DIRECTIONS:
Reproduce the records below verbatim, starting at the line containing "of the star" and ending at the close of the records. Omit the pictures from your copy.
== INFORMATION SUPPLIED
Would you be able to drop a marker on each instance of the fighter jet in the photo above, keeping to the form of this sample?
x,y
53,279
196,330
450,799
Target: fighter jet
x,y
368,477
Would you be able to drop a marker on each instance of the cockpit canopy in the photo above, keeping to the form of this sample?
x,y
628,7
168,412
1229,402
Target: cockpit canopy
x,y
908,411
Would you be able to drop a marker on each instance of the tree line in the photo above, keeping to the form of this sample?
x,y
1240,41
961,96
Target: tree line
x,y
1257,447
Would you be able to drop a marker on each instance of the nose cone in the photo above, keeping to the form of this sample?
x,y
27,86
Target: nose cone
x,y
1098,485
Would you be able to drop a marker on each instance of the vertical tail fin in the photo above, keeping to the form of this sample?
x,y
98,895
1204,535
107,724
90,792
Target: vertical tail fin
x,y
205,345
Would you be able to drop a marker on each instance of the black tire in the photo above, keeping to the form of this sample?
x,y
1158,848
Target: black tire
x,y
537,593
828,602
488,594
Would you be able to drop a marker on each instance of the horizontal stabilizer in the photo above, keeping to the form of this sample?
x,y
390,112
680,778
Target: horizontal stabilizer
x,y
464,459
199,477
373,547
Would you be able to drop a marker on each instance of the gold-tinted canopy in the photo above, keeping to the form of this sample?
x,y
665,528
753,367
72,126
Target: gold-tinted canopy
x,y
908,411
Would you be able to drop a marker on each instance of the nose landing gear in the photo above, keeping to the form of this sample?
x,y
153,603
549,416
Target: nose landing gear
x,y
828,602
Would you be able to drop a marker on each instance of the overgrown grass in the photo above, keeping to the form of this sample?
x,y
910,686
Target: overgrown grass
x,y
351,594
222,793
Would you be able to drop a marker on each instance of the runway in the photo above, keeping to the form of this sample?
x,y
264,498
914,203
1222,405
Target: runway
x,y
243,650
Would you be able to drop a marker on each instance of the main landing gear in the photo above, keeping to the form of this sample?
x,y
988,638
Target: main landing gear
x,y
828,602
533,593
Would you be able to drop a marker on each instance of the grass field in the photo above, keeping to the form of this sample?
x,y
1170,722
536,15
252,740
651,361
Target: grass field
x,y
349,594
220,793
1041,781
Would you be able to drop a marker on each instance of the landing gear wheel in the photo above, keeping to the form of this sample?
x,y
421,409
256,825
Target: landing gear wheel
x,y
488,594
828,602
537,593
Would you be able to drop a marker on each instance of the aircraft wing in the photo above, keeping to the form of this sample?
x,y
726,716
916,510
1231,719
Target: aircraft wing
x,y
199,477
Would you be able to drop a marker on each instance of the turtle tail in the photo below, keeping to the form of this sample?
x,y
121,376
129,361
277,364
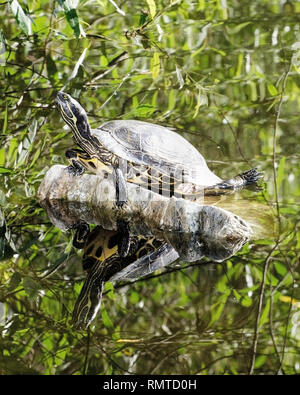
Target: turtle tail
x,y
240,181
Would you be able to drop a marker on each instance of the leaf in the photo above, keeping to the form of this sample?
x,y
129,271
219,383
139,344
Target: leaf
x,y
14,281
265,314
2,49
280,171
105,318
155,65
202,100
179,77
272,90
22,19
31,287
4,170
152,8
69,8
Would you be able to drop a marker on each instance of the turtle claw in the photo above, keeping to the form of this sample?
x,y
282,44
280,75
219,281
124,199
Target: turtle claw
x,y
251,176
75,169
120,203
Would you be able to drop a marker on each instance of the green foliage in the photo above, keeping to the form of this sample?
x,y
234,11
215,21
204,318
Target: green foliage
x,y
226,75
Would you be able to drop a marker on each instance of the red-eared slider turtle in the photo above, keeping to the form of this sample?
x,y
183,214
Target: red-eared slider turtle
x,y
144,153
102,261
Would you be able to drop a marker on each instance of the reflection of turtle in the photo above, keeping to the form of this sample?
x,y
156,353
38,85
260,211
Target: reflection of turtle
x,y
143,153
102,261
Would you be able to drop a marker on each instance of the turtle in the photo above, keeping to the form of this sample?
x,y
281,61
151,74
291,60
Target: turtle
x,y
102,262
144,153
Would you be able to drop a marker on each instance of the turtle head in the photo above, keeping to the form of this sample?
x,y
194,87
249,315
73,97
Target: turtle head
x,y
75,116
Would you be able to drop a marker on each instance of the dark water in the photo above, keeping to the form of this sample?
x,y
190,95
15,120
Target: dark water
x,y
227,78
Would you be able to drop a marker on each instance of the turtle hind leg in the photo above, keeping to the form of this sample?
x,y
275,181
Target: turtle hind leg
x,y
121,188
124,238
240,181
75,168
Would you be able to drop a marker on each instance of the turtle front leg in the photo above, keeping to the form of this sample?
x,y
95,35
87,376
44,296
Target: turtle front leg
x,y
121,188
75,168
82,230
240,181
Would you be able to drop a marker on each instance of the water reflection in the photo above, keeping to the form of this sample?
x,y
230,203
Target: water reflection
x,y
138,248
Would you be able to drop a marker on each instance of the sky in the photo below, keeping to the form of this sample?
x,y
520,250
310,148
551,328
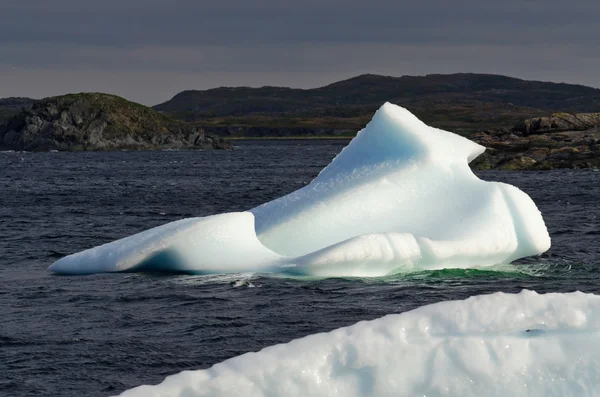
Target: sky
x,y
149,50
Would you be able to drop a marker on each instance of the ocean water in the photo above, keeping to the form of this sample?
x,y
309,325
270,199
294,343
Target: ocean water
x,y
99,335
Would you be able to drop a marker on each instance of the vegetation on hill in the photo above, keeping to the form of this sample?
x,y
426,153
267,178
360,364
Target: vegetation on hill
x,y
464,103
94,121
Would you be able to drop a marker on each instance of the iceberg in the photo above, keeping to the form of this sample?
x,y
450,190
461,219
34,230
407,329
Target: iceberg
x,y
400,196
523,344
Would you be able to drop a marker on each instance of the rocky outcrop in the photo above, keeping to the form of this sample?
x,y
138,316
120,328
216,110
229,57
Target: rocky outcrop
x,y
560,141
559,122
92,121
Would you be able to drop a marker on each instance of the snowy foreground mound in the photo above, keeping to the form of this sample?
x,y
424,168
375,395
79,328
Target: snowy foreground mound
x,y
401,195
491,345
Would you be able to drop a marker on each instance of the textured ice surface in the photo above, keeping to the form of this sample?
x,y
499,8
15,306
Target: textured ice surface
x,y
199,245
400,195
492,345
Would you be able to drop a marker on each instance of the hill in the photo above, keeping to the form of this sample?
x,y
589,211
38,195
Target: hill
x,y
11,106
93,121
464,103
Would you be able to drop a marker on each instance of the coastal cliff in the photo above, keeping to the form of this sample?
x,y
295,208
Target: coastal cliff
x,y
94,121
562,140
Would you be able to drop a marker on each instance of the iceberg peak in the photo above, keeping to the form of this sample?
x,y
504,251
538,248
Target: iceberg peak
x,y
400,196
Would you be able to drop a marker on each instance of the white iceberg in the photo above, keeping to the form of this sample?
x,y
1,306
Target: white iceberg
x,y
492,345
401,195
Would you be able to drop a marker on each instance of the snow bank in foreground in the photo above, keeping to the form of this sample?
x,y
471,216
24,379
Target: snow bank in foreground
x,y
493,345
401,195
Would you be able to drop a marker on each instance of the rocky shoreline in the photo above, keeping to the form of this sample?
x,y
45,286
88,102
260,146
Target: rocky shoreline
x,y
558,141
99,122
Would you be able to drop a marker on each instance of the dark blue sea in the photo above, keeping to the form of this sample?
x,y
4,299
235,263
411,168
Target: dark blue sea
x,y
99,335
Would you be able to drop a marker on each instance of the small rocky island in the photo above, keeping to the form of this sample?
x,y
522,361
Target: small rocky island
x,y
562,140
94,121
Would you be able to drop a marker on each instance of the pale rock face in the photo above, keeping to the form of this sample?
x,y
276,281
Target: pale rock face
x,y
399,196
493,345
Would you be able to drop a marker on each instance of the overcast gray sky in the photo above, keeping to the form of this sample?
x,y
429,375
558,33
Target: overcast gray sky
x,y
148,50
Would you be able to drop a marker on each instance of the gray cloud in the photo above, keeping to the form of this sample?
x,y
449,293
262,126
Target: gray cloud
x,y
148,50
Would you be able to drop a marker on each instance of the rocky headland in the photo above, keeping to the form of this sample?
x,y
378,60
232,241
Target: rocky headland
x,y
94,121
562,140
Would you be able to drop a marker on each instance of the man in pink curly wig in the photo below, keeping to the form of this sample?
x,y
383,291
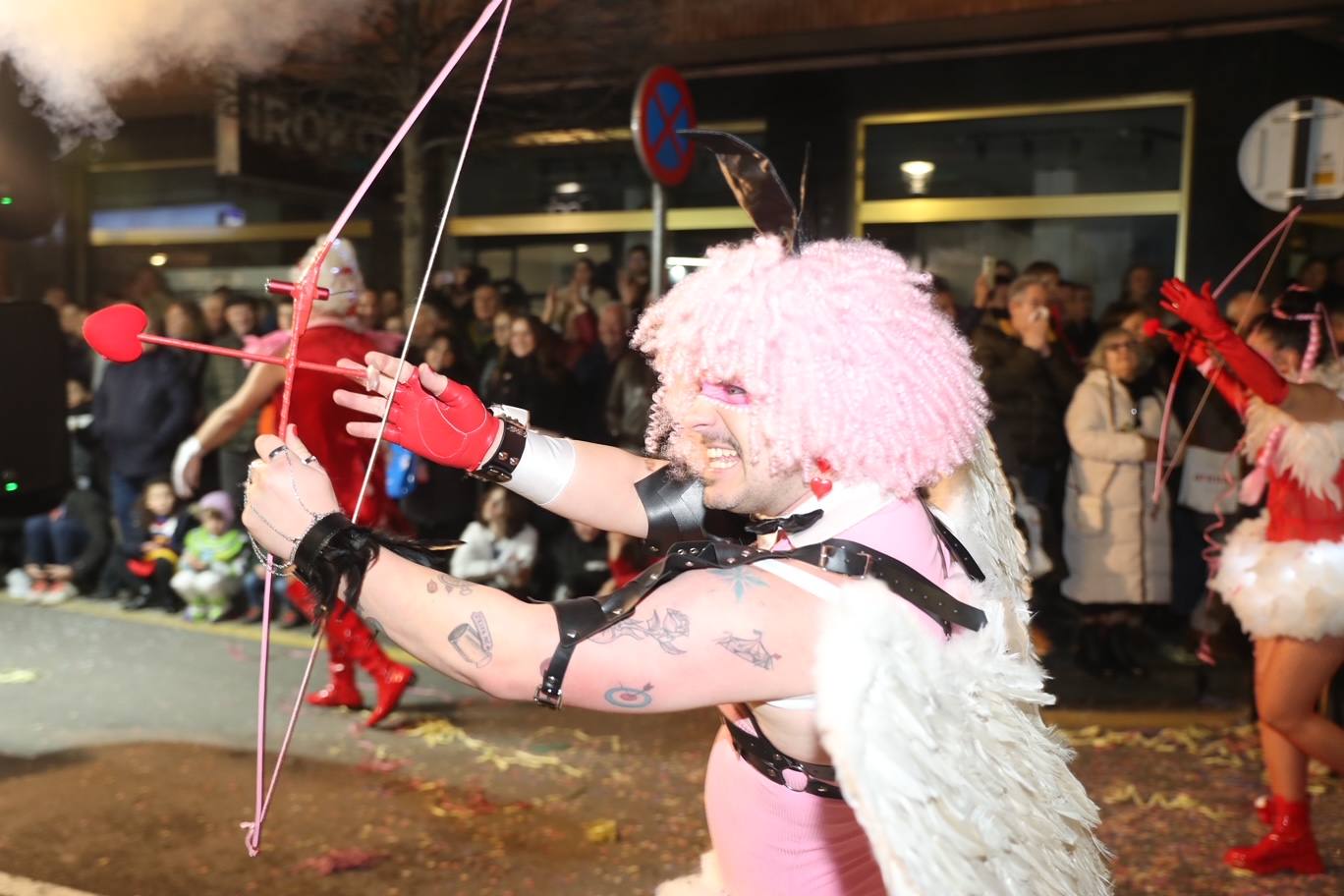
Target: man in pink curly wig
x,y
842,354
879,699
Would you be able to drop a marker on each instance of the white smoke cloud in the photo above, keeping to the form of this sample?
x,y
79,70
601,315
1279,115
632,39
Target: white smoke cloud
x,y
72,54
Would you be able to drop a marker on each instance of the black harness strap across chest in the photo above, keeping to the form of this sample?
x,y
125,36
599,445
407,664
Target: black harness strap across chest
x,y
583,618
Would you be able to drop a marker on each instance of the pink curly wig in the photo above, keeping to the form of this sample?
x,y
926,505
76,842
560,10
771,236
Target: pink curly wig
x,y
842,351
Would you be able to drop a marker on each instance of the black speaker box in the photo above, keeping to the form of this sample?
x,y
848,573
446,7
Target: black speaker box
x,y
33,442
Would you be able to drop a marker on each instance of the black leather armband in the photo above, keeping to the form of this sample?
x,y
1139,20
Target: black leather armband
x,y
675,508
336,549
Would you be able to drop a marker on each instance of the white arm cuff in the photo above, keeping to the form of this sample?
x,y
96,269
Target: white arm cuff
x,y
544,469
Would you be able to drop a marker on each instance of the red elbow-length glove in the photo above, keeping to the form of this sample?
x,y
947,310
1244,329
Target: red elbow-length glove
x,y
450,428
1201,310
1223,380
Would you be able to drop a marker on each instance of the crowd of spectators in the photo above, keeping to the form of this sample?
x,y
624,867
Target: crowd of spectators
x,y
123,533
1077,397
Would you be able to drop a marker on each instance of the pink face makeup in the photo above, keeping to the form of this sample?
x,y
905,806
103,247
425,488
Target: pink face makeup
x,y
725,392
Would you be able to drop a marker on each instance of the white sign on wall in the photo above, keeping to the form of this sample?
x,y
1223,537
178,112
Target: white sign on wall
x,y
1269,148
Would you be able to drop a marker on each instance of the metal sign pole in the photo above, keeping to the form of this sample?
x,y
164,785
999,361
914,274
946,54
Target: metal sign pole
x,y
657,270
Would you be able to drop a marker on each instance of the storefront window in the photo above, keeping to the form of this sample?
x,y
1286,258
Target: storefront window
x,y
1045,154
1092,186
1095,252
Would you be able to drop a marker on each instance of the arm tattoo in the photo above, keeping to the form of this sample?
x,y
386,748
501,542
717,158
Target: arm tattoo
x,y
449,584
742,579
751,649
627,698
474,641
672,625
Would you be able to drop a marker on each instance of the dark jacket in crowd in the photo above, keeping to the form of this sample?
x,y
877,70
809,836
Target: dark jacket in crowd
x,y
628,399
1029,394
141,412
580,569
523,382
93,515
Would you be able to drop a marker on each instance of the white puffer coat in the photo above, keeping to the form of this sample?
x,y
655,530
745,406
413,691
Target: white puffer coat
x,y
1117,551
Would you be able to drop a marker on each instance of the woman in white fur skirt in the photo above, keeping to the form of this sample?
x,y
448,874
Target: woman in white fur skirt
x,y
1284,573
1118,554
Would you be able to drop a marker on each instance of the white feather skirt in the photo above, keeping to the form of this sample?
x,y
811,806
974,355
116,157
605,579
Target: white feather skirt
x,y
1282,588
703,884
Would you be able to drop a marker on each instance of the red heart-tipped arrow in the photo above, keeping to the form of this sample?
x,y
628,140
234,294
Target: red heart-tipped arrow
x,y
119,333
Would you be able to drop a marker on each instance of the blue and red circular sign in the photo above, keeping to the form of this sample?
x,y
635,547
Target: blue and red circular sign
x,y
661,108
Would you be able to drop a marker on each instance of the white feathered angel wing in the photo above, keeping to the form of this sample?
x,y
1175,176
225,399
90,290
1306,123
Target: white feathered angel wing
x,y
939,746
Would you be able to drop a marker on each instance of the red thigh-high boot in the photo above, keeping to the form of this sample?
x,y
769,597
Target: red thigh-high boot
x,y
393,679
342,691
1289,847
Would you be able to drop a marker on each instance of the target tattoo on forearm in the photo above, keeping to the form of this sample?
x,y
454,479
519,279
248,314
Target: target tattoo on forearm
x,y
448,584
672,625
373,626
474,643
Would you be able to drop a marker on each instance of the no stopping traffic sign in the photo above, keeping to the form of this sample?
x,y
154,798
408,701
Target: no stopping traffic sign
x,y
661,108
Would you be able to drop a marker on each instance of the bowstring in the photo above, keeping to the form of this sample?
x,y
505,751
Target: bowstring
x,y
1282,229
262,807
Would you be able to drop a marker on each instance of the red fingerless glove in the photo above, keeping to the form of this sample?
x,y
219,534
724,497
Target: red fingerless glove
x,y
450,428
1201,311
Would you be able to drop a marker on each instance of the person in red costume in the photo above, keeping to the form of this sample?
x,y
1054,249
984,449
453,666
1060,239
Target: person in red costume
x,y
1282,573
331,335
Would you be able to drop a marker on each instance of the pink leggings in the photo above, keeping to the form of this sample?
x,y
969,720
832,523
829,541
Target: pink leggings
x,y
770,840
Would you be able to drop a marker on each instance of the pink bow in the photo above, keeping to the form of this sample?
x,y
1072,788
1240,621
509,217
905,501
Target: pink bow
x,y
306,293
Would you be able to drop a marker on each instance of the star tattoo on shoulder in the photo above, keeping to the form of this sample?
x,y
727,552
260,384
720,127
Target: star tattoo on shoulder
x,y
742,578
751,649
449,584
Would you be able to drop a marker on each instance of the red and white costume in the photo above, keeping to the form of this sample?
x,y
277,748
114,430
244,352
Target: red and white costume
x,y
1282,573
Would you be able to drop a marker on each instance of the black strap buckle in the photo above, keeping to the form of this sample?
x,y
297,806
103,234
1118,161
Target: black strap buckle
x,y
837,558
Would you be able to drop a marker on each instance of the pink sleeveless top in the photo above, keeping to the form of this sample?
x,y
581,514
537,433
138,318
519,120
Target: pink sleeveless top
x,y
770,840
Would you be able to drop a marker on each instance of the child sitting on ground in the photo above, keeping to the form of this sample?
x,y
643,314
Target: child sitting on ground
x,y
212,560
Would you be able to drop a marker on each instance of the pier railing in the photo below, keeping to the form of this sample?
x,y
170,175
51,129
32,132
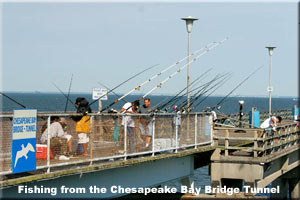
====
OUTPUT BELOW:
Would you be able to drop a marker on each instance of the star tattoo on shoulder in the photo above, keeping to the form of this sample?
x,y
727,552
260,384
720,127
Target: star tattoo on shoulder
x,y
742,578
751,649
449,584
Would you be able to drop a marker on each instance of the red and white costume in the photo above, keeping to the form of this sample?
x,y
277,748
114,430
244,352
Target: red and white costume
x,y
1282,573
Would you be able to drop a marker on each instance of the black strap buckle in the photo above, keeping to the form of this sample?
x,y
297,806
103,234
1118,161
Target: black strap buckle
x,y
837,558
Would you be able to drop a marker on each instance of the pink sleeveless top in the photo above, keeping to the form of this sample?
x,y
581,514
537,433
138,318
519,120
Target: pink sleeveless top
x,y
770,840
Would you be able to drop a marker on each instance of the child sitting on ground in the photo above, keeping to the form of this sample?
x,y
643,314
Target: child sitting on ground
x,y
212,560
Would you be able to drop a marker on each instance of the pier railing in the photo below, keeping to the form of this sample?
x,y
170,175
51,129
32,132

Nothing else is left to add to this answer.